■ **What you need to do**
1 – According to the tribunal decision below, why did the Appellant not give James his morning medication? Answer in one to three sentences.
2 – Translate this sentence from the tribunal decision below into Spanish: "She said she knew she was not allowed to administer medication without a record being made of that action."
3 – Repeat the tribunal decision below word for word, from "It is not in" to "window or at all.".

■ **Excerpted text**

[2025] UKUT 219 (AAC)
Upper Tribunal Administrative Appeals Chamber

[2025] UKUT 219 (AAC)

Fecha: 12-Jun-2025

Finding 4

Finding 4

55.

It is not in dispute that (a) James was due to have his morning medication between 9 a.m. and 10 a.m.; and (b) the Appellant did not administer his medication within that window or at all.

56.

The Appellant’s explanation (both at the time of the investigatory meeting and subsequently) for the failure to administer James’s medication was that she had been locked out of the mobizio system (the on-line software package used to record care actions taken) and so could not sign in. She said she knew she was not allowed to administer medication without a record being made of that action. She said that she waited until the next carer (Karen) arrived at about 11 a.m. so she could tell her about the medication and instruct the new carer to administer the medication.

57.

■ **Data**

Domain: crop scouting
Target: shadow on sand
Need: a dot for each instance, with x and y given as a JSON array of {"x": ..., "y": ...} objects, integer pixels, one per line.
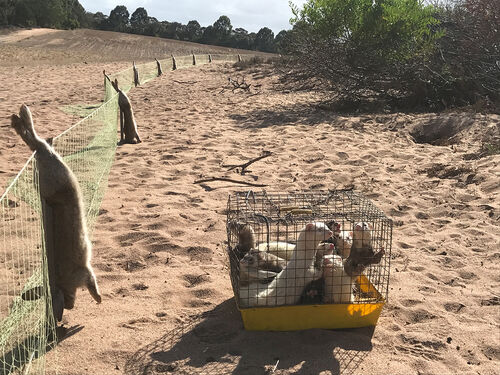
[{"x": 216, "y": 343}]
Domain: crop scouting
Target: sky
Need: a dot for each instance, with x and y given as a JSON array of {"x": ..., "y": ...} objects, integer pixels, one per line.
[{"x": 251, "y": 15}]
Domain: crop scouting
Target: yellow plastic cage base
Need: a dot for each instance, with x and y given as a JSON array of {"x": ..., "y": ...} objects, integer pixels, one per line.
[{"x": 332, "y": 316}]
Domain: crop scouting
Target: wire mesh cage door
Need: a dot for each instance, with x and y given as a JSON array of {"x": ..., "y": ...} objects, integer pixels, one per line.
[{"x": 318, "y": 257}]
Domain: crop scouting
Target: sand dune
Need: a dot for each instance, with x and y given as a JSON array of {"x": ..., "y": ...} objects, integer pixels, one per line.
[{"x": 159, "y": 250}]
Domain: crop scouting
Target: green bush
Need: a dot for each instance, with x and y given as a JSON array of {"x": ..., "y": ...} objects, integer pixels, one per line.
[{"x": 402, "y": 52}]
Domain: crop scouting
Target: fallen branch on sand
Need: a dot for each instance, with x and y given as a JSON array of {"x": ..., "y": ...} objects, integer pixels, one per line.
[
  {"x": 248, "y": 163},
  {"x": 210, "y": 179},
  {"x": 185, "y": 82},
  {"x": 237, "y": 84}
]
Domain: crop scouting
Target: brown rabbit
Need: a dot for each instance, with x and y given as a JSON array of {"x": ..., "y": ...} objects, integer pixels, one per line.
[{"x": 60, "y": 190}]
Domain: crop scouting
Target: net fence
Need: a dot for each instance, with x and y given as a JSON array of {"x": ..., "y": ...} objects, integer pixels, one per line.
[{"x": 27, "y": 327}]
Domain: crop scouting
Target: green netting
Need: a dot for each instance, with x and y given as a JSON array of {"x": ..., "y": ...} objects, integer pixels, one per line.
[
  {"x": 27, "y": 328},
  {"x": 149, "y": 71}
]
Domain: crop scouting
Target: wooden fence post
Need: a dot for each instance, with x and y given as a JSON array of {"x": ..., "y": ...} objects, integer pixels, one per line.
[
  {"x": 174, "y": 64},
  {"x": 158, "y": 65},
  {"x": 136, "y": 75},
  {"x": 57, "y": 296}
]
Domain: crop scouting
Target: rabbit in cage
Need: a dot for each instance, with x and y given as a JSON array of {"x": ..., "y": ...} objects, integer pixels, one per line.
[{"x": 288, "y": 285}]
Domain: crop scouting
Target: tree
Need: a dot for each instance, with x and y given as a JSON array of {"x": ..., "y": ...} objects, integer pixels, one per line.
[
  {"x": 173, "y": 31},
  {"x": 193, "y": 30},
  {"x": 241, "y": 39},
  {"x": 139, "y": 20},
  {"x": 364, "y": 47},
  {"x": 209, "y": 35},
  {"x": 222, "y": 29},
  {"x": 118, "y": 19},
  {"x": 281, "y": 41},
  {"x": 264, "y": 40}
]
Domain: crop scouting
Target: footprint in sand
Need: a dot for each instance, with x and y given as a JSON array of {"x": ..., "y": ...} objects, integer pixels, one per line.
[
  {"x": 193, "y": 280},
  {"x": 203, "y": 293}
]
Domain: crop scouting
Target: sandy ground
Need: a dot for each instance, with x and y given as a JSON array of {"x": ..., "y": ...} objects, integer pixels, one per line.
[{"x": 159, "y": 242}]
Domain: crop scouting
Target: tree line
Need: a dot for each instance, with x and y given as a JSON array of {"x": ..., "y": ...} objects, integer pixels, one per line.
[{"x": 70, "y": 14}]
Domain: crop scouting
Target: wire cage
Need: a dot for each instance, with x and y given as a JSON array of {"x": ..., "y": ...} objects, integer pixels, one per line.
[{"x": 308, "y": 259}]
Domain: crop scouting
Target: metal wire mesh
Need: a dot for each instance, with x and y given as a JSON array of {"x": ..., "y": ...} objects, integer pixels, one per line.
[{"x": 296, "y": 248}]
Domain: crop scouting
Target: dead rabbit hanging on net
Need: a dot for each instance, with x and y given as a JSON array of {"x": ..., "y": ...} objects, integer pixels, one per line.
[{"x": 61, "y": 191}]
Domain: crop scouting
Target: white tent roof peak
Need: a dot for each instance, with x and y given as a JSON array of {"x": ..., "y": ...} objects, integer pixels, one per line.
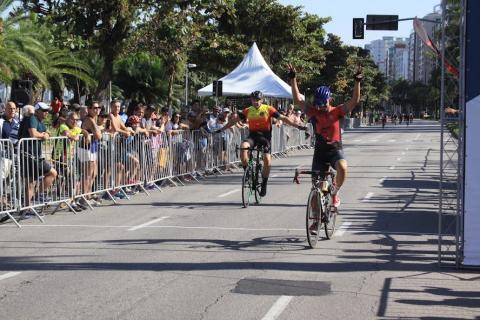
[
  {"x": 252, "y": 74},
  {"x": 253, "y": 61}
]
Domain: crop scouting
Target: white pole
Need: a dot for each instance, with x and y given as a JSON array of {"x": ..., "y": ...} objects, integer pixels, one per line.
[{"x": 186, "y": 86}]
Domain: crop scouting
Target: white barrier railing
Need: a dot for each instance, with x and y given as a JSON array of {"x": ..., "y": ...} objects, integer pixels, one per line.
[{"x": 59, "y": 170}]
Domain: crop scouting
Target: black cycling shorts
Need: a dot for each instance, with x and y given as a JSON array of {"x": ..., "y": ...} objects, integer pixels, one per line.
[
  {"x": 260, "y": 139},
  {"x": 326, "y": 154}
]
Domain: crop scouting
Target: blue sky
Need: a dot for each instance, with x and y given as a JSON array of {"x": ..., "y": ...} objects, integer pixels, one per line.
[{"x": 342, "y": 12}]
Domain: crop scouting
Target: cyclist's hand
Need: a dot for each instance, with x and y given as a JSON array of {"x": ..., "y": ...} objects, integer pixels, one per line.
[
  {"x": 292, "y": 73},
  {"x": 302, "y": 128},
  {"x": 358, "y": 76},
  {"x": 295, "y": 178}
]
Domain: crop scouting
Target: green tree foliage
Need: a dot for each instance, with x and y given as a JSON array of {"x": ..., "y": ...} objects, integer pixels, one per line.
[
  {"x": 141, "y": 78},
  {"x": 105, "y": 24},
  {"x": 19, "y": 48}
]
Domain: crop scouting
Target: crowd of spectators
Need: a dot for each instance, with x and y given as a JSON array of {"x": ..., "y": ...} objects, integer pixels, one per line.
[{"x": 88, "y": 129}]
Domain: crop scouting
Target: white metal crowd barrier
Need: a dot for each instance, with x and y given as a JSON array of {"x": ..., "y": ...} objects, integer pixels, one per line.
[{"x": 36, "y": 174}]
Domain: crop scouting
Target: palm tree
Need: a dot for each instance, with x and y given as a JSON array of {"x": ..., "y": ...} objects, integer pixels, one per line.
[
  {"x": 19, "y": 48},
  {"x": 27, "y": 51}
]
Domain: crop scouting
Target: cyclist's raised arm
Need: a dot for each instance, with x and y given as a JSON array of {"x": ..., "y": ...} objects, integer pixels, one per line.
[
  {"x": 290, "y": 122},
  {"x": 353, "y": 102},
  {"x": 297, "y": 97},
  {"x": 233, "y": 121}
]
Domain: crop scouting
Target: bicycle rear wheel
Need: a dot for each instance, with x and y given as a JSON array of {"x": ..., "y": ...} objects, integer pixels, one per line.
[
  {"x": 247, "y": 185},
  {"x": 330, "y": 217},
  {"x": 313, "y": 222}
]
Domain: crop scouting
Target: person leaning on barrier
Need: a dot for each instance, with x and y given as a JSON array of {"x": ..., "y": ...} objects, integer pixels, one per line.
[
  {"x": 33, "y": 164},
  {"x": 64, "y": 153},
  {"x": 9, "y": 125},
  {"x": 88, "y": 150}
]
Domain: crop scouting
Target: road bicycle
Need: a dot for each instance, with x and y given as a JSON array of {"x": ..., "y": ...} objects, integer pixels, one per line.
[
  {"x": 320, "y": 209},
  {"x": 251, "y": 184}
]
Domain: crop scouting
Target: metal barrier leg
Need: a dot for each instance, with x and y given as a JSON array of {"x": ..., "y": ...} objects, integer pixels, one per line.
[{"x": 13, "y": 219}]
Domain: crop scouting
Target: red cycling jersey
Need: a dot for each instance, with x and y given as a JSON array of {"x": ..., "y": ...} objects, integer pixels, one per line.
[{"x": 327, "y": 122}]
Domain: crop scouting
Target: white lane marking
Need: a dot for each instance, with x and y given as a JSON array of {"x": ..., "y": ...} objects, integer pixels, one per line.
[
  {"x": 343, "y": 228},
  {"x": 277, "y": 308},
  {"x": 146, "y": 224},
  {"x": 166, "y": 227},
  {"x": 9, "y": 275},
  {"x": 367, "y": 197},
  {"x": 228, "y": 193}
]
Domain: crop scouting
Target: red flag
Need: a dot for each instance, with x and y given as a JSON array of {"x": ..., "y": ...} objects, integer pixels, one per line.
[{"x": 423, "y": 35}]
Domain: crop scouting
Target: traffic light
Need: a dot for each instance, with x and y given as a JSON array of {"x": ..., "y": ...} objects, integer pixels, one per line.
[
  {"x": 382, "y": 22},
  {"x": 358, "y": 30}
]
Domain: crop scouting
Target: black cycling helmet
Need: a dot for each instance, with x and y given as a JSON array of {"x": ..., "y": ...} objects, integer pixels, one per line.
[{"x": 257, "y": 95}]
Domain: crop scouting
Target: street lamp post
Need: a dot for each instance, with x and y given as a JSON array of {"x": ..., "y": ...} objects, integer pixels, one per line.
[{"x": 189, "y": 66}]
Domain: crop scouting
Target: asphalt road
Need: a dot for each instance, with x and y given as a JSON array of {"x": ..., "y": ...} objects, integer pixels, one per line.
[{"x": 192, "y": 252}]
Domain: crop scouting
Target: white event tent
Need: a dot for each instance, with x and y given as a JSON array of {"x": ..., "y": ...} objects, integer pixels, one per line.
[{"x": 252, "y": 74}]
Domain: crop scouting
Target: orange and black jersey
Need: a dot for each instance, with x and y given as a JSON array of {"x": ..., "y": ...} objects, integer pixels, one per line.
[{"x": 259, "y": 119}]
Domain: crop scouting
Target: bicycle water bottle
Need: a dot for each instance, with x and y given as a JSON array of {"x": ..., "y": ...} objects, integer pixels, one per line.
[{"x": 325, "y": 186}]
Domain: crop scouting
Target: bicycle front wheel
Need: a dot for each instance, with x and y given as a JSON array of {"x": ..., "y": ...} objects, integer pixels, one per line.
[
  {"x": 330, "y": 216},
  {"x": 313, "y": 222},
  {"x": 257, "y": 184},
  {"x": 247, "y": 185}
]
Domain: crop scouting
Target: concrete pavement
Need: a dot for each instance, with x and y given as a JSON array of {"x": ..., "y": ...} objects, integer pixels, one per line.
[{"x": 193, "y": 253}]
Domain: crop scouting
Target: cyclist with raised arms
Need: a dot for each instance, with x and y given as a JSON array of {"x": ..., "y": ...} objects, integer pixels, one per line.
[
  {"x": 259, "y": 117},
  {"x": 328, "y": 144}
]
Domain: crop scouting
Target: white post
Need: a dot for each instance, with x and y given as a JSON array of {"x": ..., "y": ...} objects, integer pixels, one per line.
[{"x": 186, "y": 86}]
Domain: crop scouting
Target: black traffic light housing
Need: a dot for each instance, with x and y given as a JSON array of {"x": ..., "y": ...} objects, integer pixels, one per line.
[
  {"x": 382, "y": 22},
  {"x": 358, "y": 29}
]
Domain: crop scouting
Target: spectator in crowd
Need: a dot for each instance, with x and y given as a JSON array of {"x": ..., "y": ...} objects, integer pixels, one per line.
[
  {"x": 133, "y": 169},
  {"x": 175, "y": 125},
  {"x": 82, "y": 115},
  {"x": 119, "y": 127},
  {"x": 123, "y": 113},
  {"x": 32, "y": 161},
  {"x": 56, "y": 105},
  {"x": 103, "y": 122},
  {"x": 88, "y": 151},
  {"x": 9, "y": 125},
  {"x": 64, "y": 155},
  {"x": 148, "y": 122},
  {"x": 227, "y": 112},
  {"x": 28, "y": 111},
  {"x": 212, "y": 119},
  {"x": 116, "y": 122}
]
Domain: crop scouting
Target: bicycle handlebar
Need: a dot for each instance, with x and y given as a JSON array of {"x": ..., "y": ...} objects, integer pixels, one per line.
[{"x": 310, "y": 172}]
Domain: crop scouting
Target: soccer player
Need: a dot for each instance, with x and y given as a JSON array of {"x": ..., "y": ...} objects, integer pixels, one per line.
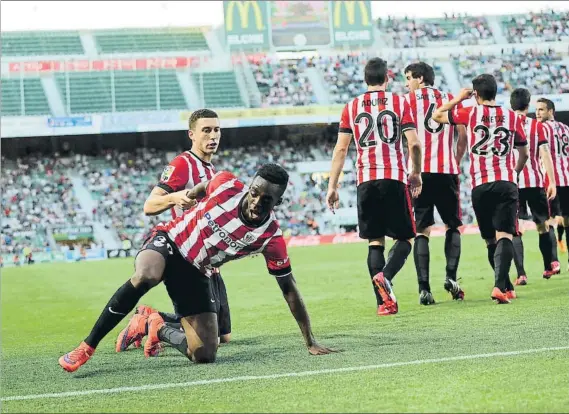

■ **Responses per task**
1 – The Appellant said she had been locked out of the mobizio system, the online software used to record care actions, so she could not sign in. She knew she was not allowed to administer medication without a record being made of that action. She therefore waited for the next carer to arrive so she could tell her to administer the medication.

2 – Dijo que sabía que no se le permitía administrar medicación sin que quedara constancia de esa acción.

3 –
It is not in dispute that (a) James was due to have his morning medication between 9 a.m. and 10 a.m.; and (b) the Appellant did not administer his medication within that window or at all.